■ TASK DESCRIPTION ■
Taking the line with "Please put a dot on every instance of the officer's" as the first and the last line of the entries as the final one, copy that span exactly.

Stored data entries
----------------------------------------
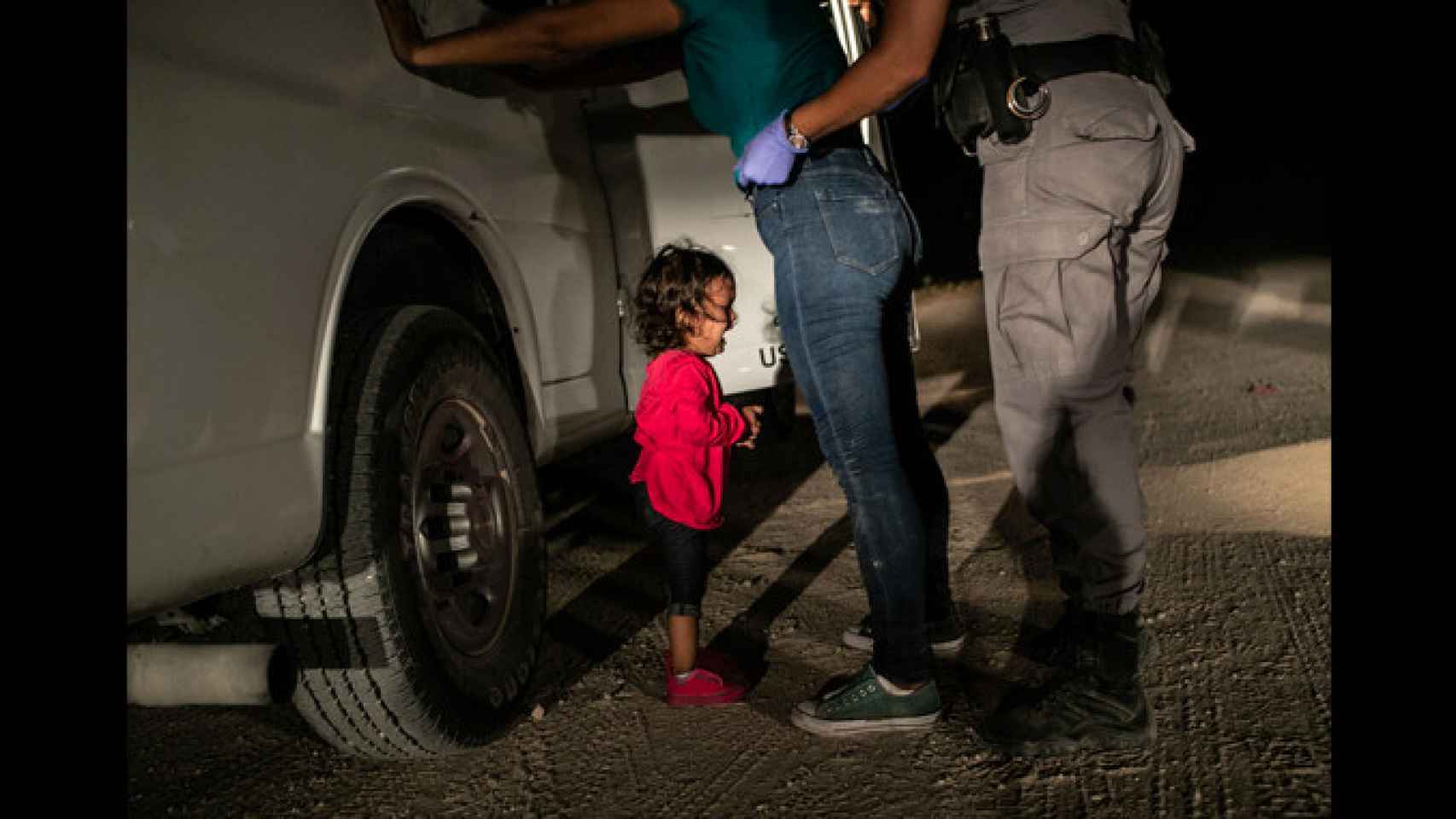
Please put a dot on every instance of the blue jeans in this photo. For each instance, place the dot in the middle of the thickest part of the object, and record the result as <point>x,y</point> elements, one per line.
<point>842,241</point>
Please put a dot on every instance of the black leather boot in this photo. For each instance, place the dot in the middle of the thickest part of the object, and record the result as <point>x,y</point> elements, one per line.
<point>1098,706</point>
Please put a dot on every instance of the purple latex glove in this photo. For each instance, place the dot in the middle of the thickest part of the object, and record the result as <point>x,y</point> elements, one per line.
<point>769,158</point>
<point>896,102</point>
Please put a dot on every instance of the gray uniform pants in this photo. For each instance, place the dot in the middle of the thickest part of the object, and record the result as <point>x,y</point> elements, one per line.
<point>1074,226</point>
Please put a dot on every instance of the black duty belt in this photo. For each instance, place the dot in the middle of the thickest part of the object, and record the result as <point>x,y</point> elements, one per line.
<point>1104,53</point>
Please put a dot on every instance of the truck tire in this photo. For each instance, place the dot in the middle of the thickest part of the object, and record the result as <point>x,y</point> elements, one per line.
<point>416,626</point>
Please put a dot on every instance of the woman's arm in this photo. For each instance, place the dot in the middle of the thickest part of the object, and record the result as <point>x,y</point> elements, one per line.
<point>534,37</point>
<point>909,37</point>
<point>609,67</point>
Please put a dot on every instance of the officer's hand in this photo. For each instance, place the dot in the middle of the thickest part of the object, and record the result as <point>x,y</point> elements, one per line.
<point>769,158</point>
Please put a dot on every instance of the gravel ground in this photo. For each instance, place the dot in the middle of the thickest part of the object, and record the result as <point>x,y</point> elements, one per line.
----------------------------------------
■ SOLUTION ■
Please put a dot on every instance of the officer's hand in this photo. For each instance, place the dot in the middle of the thickest part of the object, and record the result as <point>x,y</point> elements, one per line.
<point>769,158</point>
Please put a dot on every instance of the gravel ground in this photo. For each instance, place the dot in the middle of the thickest part of the object, and record the result as <point>x,y</point> elements, one per line.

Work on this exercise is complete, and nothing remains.